[Collected data entries]
[Begin]

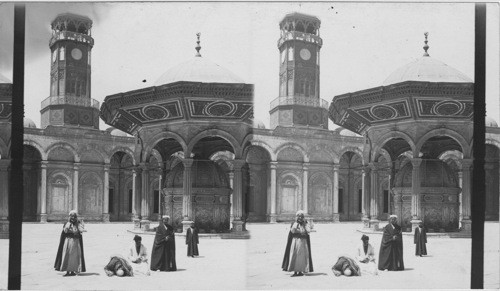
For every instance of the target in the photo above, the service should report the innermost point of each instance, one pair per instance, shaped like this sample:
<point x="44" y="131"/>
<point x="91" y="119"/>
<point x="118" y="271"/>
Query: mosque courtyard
<point x="249" y="264"/>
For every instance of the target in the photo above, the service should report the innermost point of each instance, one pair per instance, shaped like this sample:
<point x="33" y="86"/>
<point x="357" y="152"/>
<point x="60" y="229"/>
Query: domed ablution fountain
<point x="210" y="196"/>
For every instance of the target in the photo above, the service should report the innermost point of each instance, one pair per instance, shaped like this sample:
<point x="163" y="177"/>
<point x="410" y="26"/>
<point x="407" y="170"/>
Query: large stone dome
<point x="426" y="69"/>
<point x="198" y="69"/>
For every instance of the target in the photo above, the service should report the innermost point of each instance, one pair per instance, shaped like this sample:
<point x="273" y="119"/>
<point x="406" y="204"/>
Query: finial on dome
<point x="198" y="47"/>
<point x="426" y="47"/>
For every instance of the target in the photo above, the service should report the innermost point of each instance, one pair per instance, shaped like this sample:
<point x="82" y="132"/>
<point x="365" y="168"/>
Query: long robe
<point x="298" y="243"/>
<point x="163" y="252"/>
<point x="118" y="262"/>
<point x="366" y="261"/>
<point x="192" y="241"/>
<point x="391" y="251"/>
<point x="139" y="260"/>
<point x="70" y="256"/>
<point x="344" y="263"/>
<point x="420" y="239"/>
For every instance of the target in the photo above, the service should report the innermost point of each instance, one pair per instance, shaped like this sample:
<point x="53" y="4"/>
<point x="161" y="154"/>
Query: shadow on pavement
<point x="315" y="274"/>
<point x="88" y="274"/>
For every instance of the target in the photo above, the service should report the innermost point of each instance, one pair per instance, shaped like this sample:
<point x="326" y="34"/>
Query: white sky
<point x="362" y="43"/>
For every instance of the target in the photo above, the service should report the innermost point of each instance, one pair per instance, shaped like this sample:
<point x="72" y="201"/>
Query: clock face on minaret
<point x="299" y="46"/>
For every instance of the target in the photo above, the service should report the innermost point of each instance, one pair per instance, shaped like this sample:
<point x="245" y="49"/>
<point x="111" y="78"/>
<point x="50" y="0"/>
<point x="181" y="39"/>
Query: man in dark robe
<point x="72" y="231"/>
<point x="192" y="241"/>
<point x="163" y="251"/>
<point x="420" y="239"/>
<point x="391" y="247"/>
<point x="300" y="220"/>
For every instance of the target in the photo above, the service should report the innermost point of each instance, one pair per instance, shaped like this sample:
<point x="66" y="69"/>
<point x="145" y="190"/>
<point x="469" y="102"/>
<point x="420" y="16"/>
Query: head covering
<point x="300" y="212"/>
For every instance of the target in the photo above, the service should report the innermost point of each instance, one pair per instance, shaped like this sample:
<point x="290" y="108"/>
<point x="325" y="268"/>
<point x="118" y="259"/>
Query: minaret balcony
<point x="70" y="100"/>
<point x="302" y="36"/>
<point x="299" y="100"/>
<point x="70" y="35"/>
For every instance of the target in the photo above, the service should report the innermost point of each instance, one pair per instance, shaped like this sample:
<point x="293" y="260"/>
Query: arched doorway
<point x="32" y="178"/>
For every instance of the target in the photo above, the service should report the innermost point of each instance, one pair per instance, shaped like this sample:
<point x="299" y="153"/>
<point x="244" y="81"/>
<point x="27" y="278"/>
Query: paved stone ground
<point x="249" y="264"/>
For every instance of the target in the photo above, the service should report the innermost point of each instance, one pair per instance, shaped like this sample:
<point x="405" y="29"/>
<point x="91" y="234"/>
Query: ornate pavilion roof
<point x="193" y="90"/>
<point x="426" y="89"/>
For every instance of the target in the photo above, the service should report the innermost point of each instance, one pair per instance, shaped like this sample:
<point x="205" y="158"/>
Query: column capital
<point x="415" y="162"/>
<point x="187" y="162"/>
<point x="238" y="164"/>
<point x="373" y="166"/>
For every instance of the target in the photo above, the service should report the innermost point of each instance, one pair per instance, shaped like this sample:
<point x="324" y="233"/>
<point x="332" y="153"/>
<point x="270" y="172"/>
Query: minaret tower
<point x="299" y="104"/>
<point x="70" y="103"/>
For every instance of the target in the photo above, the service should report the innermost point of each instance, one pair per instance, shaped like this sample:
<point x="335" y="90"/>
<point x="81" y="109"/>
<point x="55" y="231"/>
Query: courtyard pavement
<point x="249" y="264"/>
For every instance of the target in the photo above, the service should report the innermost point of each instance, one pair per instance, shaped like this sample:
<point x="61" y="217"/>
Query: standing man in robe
<point x="70" y="256"/>
<point x="297" y="256"/>
<point x="420" y="239"/>
<point x="366" y="256"/>
<point x="192" y="241"/>
<point x="138" y="256"/>
<point x="391" y="247"/>
<point x="163" y="253"/>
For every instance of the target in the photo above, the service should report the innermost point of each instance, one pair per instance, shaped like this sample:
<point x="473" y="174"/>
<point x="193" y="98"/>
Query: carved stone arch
<point x="60" y="187"/>
<point x="153" y="141"/>
<point x="90" y="198"/>
<point x="380" y="142"/>
<point x="290" y="192"/>
<point x="264" y="145"/>
<point x="465" y="147"/>
<point x="36" y="145"/>
<point x="92" y="156"/>
<point x="65" y="146"/>
<point x="218" y="133"/>
<point x="355" y="150"/>
<point x="492" y="141"/>
<point x="296" y="147"/>
<point x="125" y="150"/>
<point x="318" y="149"/>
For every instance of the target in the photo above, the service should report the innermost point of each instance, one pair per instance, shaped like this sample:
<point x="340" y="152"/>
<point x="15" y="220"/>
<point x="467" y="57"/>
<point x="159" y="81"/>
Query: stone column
<point x="374" y="221"/>
<point x="415" y="191"/>
<point x="105" y="204"/>
<point x="272" y="216"/>
<point x="365" y="196"/>
<point x="305" y="186"/>
<point x="76" y="167"/>
<point x="145" y="222"/>
<point x="237" y="196"/>
<point x="460" y="214"/>
<point x="4" y="198"/>
<point x="43" y="192"/>
<point x="135" y="216"/>
<point x="231" y="183"/>
<point x="466" y="185"/>
<point x="187" y="214"/>
<point x="336" y="193"/>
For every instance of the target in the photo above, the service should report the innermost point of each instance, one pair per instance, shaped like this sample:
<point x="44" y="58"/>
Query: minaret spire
<point x="198" y="47"/>
<point x="426" y="47"/>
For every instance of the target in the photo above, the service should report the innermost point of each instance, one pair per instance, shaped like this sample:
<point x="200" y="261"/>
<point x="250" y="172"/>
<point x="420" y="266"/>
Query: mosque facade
<point x="189" y="146"/>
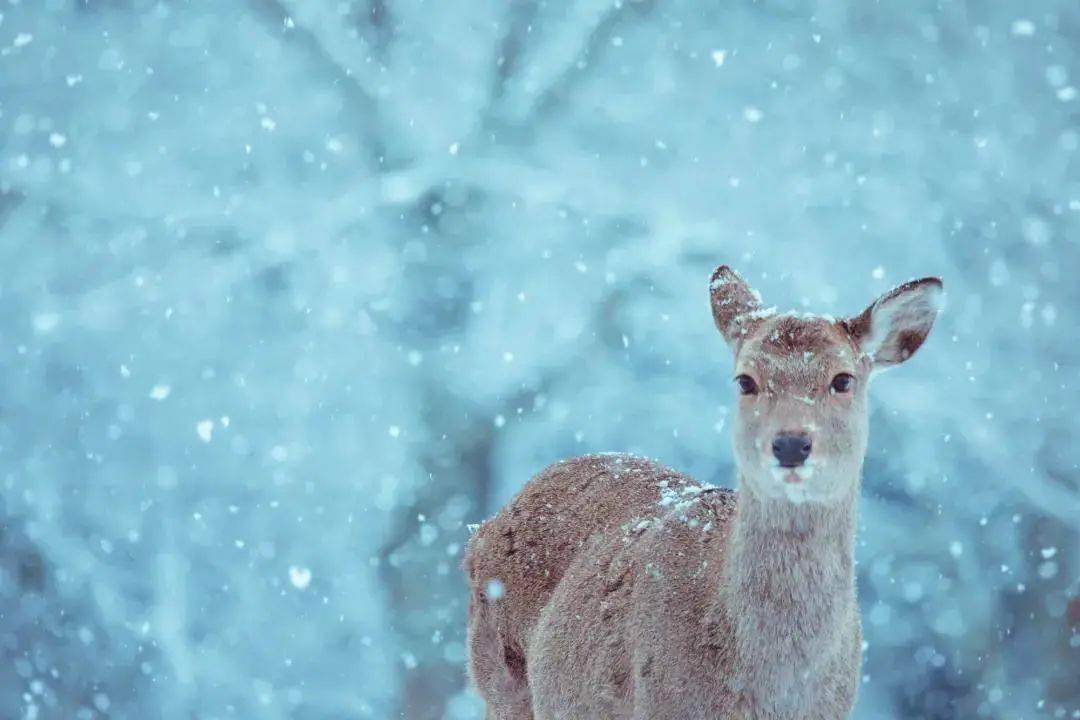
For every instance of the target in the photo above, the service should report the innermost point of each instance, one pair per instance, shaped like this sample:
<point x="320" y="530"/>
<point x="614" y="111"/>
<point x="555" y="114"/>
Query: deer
<point x="612" y="586"/>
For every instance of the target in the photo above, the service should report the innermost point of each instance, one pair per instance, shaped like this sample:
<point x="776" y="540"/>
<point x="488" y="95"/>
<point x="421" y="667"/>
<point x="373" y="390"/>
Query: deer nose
<point x="791" y="449"/>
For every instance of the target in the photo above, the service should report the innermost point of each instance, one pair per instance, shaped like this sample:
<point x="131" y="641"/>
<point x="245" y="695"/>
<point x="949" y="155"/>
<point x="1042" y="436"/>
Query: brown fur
<point x="625" y="589"/>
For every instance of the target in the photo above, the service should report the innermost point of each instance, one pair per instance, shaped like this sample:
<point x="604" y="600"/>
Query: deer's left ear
<point x="896" y="324"/>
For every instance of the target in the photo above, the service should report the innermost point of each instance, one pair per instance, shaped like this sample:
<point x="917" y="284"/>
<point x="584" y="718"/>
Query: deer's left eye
<point x="842" y="382"/>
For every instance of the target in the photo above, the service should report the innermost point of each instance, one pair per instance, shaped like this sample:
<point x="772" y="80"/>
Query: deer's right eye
<point x="746" y="384"/>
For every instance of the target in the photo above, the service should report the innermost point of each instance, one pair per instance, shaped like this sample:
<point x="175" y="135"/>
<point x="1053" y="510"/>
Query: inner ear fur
<point x="895" y="325"/>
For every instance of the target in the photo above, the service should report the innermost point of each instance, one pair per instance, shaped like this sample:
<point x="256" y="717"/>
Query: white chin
<point x="796" y="492"/>
<point x="792" y="484"/>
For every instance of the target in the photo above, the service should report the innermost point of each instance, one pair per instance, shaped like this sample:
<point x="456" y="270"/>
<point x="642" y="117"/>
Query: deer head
<point x="801" y="380"/>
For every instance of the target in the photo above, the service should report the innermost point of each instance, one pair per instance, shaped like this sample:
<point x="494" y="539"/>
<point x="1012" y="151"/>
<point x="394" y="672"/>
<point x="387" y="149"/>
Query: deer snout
<point x="792" y="449"/>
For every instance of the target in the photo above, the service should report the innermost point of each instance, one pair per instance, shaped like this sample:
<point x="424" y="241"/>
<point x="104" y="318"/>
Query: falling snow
<point x="283" y="277"/>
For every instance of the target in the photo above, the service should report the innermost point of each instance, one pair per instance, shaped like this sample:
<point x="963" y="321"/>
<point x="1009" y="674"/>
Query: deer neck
<point x="787" y="594"/>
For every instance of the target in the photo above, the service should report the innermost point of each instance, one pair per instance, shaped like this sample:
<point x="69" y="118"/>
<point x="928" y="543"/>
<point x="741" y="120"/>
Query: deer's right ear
<point x="733" y="303"/>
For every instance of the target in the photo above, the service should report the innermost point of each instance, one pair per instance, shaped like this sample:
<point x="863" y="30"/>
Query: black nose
<point x="792" y="449"/>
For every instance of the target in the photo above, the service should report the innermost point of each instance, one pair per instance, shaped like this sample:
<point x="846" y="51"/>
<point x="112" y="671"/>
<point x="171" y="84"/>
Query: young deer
<point x="615" y="587"/>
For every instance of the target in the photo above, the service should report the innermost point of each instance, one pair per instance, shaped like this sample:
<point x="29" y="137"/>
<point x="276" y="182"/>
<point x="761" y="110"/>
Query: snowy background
<point x="292" y="290"/>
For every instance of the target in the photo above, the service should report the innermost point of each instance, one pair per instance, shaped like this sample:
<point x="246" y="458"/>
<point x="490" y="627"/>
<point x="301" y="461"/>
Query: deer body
<point x="612" y="586"/>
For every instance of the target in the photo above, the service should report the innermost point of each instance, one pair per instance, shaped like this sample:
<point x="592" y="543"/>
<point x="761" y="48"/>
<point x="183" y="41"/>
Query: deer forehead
<point x="792" y="352"/>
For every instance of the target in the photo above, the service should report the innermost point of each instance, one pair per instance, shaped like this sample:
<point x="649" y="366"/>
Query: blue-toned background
<point x="293" y="290"/>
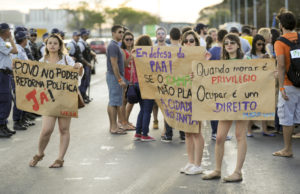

[End]

THE EXERCISE
Pick out every line of the material above that contains the string "background", matching its case exactly, and copy each one in full.

SOLUTION BELOW
Query: snowy background
Query: blue-toned background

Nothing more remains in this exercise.